TEXTO FORNECIDO ->
* * * * *

A ambientação do trabalho remoto à vida social

Por Elis Radmann

Saímos diferentes da pandemia. Como tudo na vida, com algumas experiências positivas e outras negativas. Além de atentar contra a saúde da população, a pandemia também atacou o mundo do trabalho e, por sua vez, a economia mundial a partir das medidas restritivas e da imposição do isolamento social.

Se dermos um "zoom" no mercado de trabalho vamos perceber que a pandemia alterou a forma social de produção do trabalho e o processo de comunicação do mesmo. 

Pesquisa realizada pelo IPO - Instituto Pesquisas de Opinião identificou que 2 de cada 10 gaúchos conseguiram trabalhar de forma remota durante a pandemia, mantendo a comunicação virtual com chefes e colegas de trabalho e aprendendo que as reuniões poderiam ser realizadas de forma remota. A maioria relatou mais experiências positivas do que negativas com o trabalho home-office: "foi uma forma de continuar trabalhando". 

Entretanto, a grande maioria reconhece que o trabalho remoto se mistura à vida familiar. As mulheres relatam um sentimento de culpa por trabalhar em casa e não dar a atenção necessária à casa e à família, especialmente aos filhos. Mesmo assim, são mais adeptas ao trabalho remoto do que os homens. Os homens citam que o trabalho remoto diminui a concentração, a troca de experiências e a relação com colegas. 

A narrativa de homens e mulheres que trabalham remotamente traz à tona a nossa parca cultura de entendimento e respeito ao trabalho realizado no ambiente familiar. De um lado, quem está trabalhando dentro de casa se sente mais responsável em dar conta do almoço, da manutenção da casa, em atender a porta e/ou dar atenção para as crianças. Por outro lado, há familiares e vizinhos que ainda não têm a compressão necessária de que o ambiente doméstico também pode ser um local de trabalho, que exige concentração e sossego. Sem contar que a maior parte dos espaços privativos dos domicílios brasileiros não foram planejados para abrigar o trabalho remoto. Estou falando de muitas casas ou apartamentos sem um espaço adequado para a realização de atividade laboral.

* * * * *

DADOS COLETADOS ->
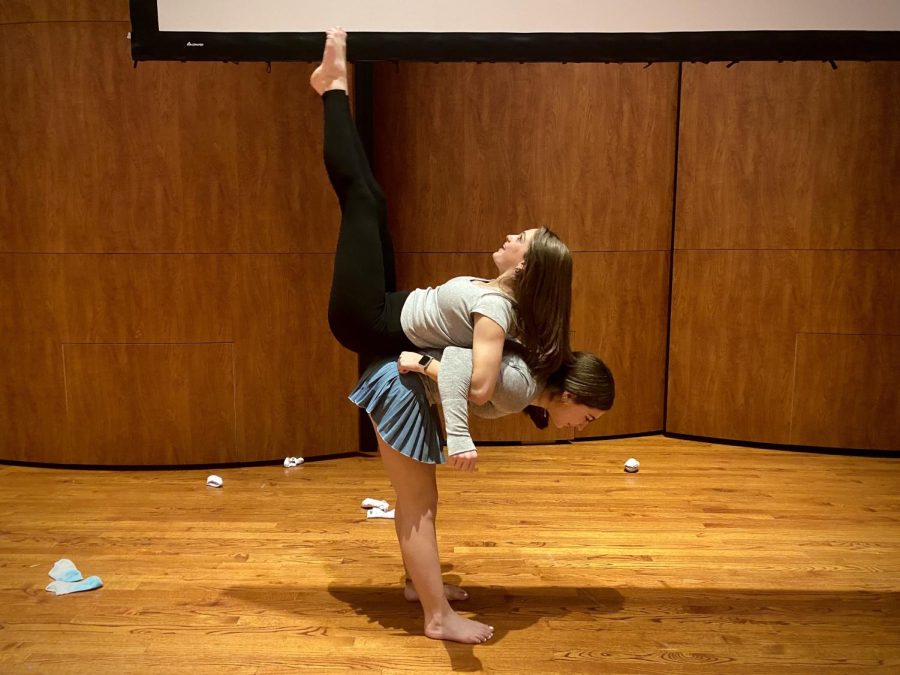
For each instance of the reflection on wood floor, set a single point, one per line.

* * * * *

DESCRIÇÃO DO PROBLEMA -> De acordo com o texto sobre o trabalho remoto, por que as mulheres que trabalham em casa relatam um sentimento de culpa? Responda em uma a três frases. Os dados constituem um material à parte, independente do texto.

RESULTADO DO EXERCÍCIO -> As mulheres relatam culpa por trabalhar em casa e não dar a atenção necessária à casa e à família, especialmente aos filhos.